§ TEXT SECTION

start

Jable adds, "There are a lot of devices that certainly can help. Air systems can get out the light materials. Magnets get out the ferrous metals. Eddy currents can get out the nonferrous metals. Float tanks can float wood and have aggregate sink to the bottom so you can separate those two automatically.

"We're getting close, but there's still really no way to do it without manual sorting," Jable says. "The idea, though, is to keep manual sorting at a minimum since that's where most of your cost goes."

"Even when some things are taken out automatically, you still need quality control," Sinram says.

Griffing says that screening takes out the fines and separates the mixed C&D stream by size, not by identity. "You do have to pick or sort through recyclables," he says.

Screening enables efficient picking, however, by removing the fines and dividing the materials into two streams.

end

(Raw records)
start

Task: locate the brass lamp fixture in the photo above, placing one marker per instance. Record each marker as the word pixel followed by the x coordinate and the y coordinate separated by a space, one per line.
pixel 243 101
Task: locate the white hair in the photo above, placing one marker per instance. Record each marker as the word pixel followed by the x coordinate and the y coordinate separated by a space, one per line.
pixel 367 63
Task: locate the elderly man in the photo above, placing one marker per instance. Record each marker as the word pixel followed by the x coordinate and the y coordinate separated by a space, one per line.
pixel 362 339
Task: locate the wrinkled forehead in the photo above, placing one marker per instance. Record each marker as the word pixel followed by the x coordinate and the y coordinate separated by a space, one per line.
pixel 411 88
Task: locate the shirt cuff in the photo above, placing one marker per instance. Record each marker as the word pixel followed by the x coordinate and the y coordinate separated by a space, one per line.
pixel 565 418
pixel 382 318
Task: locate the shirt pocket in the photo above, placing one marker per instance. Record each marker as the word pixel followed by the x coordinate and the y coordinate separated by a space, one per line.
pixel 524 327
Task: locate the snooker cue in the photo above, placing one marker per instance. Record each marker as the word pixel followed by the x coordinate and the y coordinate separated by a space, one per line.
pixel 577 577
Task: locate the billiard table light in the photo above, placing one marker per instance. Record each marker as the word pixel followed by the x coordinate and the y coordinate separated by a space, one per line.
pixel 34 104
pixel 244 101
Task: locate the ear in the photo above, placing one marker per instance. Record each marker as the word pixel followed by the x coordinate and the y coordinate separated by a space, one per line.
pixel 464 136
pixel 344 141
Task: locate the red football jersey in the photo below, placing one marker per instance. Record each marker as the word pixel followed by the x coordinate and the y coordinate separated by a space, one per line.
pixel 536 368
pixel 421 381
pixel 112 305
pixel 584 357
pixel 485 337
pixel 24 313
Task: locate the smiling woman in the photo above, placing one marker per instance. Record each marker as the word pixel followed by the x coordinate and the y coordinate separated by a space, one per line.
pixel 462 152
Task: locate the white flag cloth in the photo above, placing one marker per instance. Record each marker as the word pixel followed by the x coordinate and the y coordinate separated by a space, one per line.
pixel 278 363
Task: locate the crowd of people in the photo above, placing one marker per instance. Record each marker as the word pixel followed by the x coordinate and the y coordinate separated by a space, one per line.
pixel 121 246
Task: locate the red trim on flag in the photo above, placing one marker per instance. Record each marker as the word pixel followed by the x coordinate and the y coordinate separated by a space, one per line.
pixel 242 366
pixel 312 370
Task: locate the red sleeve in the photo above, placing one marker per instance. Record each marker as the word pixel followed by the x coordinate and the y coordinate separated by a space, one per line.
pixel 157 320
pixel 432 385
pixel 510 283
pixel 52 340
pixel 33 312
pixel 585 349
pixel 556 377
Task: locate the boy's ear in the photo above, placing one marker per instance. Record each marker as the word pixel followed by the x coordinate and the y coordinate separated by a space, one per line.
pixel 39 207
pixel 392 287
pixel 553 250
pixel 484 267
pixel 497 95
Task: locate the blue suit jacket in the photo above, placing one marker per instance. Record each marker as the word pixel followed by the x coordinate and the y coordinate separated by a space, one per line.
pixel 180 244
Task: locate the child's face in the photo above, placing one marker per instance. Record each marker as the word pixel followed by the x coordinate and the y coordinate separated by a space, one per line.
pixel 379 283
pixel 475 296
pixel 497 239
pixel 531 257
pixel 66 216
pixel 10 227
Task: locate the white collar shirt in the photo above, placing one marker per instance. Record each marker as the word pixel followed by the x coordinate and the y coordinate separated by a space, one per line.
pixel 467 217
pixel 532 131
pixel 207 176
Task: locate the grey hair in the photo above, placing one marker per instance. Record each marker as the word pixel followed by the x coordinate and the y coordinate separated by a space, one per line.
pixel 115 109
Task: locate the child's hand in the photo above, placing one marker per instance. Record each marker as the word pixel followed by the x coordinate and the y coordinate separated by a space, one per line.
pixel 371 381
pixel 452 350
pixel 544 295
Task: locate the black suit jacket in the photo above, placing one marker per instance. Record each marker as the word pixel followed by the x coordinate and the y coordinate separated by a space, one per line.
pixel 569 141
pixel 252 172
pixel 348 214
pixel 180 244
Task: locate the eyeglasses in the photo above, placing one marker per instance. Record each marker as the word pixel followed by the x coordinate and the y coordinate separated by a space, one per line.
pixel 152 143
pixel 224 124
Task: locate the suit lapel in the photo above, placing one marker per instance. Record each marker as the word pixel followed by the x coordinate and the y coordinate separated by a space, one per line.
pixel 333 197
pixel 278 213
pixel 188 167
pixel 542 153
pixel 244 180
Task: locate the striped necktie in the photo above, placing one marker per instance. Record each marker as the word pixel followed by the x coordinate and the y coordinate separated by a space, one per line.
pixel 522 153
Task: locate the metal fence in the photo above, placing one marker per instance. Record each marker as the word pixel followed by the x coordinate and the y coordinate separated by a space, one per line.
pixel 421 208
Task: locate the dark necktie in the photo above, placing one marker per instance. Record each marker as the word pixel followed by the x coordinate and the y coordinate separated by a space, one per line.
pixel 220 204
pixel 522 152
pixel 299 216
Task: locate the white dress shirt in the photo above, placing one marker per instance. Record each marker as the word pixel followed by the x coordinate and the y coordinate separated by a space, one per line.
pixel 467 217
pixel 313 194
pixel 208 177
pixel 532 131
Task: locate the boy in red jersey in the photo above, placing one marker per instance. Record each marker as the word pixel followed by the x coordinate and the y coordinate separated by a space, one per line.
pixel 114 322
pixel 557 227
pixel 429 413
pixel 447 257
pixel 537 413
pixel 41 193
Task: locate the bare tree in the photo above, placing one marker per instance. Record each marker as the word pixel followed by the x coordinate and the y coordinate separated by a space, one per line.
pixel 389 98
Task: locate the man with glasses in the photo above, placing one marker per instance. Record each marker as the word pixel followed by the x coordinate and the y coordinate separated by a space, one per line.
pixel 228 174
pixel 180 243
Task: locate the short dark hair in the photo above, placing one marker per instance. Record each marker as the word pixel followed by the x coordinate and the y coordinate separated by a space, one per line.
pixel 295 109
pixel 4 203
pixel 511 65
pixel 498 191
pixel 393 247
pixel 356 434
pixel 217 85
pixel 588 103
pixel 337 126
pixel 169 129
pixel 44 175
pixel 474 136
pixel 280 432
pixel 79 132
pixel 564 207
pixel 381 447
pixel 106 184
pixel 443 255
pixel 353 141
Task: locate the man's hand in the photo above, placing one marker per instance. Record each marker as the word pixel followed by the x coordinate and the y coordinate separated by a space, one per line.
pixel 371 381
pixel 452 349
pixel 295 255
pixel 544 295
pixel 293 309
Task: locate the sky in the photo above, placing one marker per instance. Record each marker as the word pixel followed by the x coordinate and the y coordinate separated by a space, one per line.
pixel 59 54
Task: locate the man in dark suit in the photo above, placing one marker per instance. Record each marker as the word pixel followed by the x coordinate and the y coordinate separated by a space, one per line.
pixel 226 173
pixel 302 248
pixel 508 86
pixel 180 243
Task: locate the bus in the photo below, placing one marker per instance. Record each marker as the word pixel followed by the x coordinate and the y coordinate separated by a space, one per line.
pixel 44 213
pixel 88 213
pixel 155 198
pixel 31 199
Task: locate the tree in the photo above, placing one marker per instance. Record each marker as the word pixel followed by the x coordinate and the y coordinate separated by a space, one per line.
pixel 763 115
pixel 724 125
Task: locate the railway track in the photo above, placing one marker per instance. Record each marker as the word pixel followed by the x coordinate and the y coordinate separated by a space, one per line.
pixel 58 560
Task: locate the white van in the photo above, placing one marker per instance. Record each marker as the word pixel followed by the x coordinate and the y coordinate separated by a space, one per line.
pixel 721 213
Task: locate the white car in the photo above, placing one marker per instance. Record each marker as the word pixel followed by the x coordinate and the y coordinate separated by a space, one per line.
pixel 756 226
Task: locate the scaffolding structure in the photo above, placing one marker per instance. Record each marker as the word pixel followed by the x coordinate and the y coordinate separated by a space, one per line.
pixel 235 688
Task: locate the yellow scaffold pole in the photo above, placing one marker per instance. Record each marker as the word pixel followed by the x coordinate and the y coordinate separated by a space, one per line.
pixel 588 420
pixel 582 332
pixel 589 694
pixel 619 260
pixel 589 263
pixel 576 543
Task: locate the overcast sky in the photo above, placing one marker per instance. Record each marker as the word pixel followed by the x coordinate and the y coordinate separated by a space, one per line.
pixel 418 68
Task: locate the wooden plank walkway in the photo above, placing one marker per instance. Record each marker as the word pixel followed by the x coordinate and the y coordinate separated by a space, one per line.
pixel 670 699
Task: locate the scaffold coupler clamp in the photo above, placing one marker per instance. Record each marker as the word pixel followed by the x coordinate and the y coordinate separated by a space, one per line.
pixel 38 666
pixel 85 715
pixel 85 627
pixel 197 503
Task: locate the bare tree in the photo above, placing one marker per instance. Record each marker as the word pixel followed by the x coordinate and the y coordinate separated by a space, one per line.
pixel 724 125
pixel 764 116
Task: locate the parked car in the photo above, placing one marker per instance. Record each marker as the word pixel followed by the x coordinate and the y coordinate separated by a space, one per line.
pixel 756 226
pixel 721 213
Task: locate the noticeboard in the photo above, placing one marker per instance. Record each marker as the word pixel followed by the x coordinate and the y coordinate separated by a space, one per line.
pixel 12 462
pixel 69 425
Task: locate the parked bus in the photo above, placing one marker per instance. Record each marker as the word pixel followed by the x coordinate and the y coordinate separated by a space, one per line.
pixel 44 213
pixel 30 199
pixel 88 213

end

§ SET TASK 1
According to the passage about sorting recyclables, what do float tanks do?
§ SET TASK 2
For each statement, say whether it agrees with the passage about sorting recyclables, and quote the deciding words: (a) Magnets remove the nonferrous metals. (b) Screening divides the mixed C&D stream by size rather than by identity. (c) Most of the cost goes to manual sorting.
§ SET TASK 3
Write what comes next in the passage about sorting recyclables, starting after its final sentence.
None of the data plays any part in this work.

§ TASK OUTPUT 1
They float wood and let aggregate sink to the bottom, so the two are separated automatically.

§ TASK OUTPUT 2
(a) No: "Magnets get out the ferrous metals."
(b) Yes: "separates the mixed C&D stream by size, not by identity."
(c) Yes: "since that's where most of your cost goes."

§ TASK OUTPUT 3
"The screen is the most important part of any C&D system," Jable says. "It needs to be fast, accurate. It needs to keep running. Anytime you have to un-jam a screen, your throughput is zero. You really want to look at the different options of screens carefully to make sure the one you're picking is right for your particular application."

Griffing agrees. "The screener is crucial as it is one of the mainstays of the whole system, it's a primary component. Keeping it running is crucial to most C&D facility designs."

FROM HERE TO THERE

Conveyors serve to move material and to connect the whole mixed C&D debris processing system. Conveyors also contribute to the effectiveness of the screening equipment based on the manner in which they present material to the screens.

Sherbrooke OEM, Sherbrooke, Quebec, manufactures an apron conveyor. Bryan Sinram, Sherbrooke's vice president, says its all-steel apron conveyor is used in loading and infeed applications. Sorting conveyors then spread the material out, enabling manual pickers to sort through the material more easily. "The big thing, too, is how you present the material to the sorter," Sinram says. "You don't want to present it 2-feet thick and all tangled together. The sorting conveyors are usually run with a variable frequency drive, so it [can be operated at] a variable speed, so you get a better spread of the material," he says.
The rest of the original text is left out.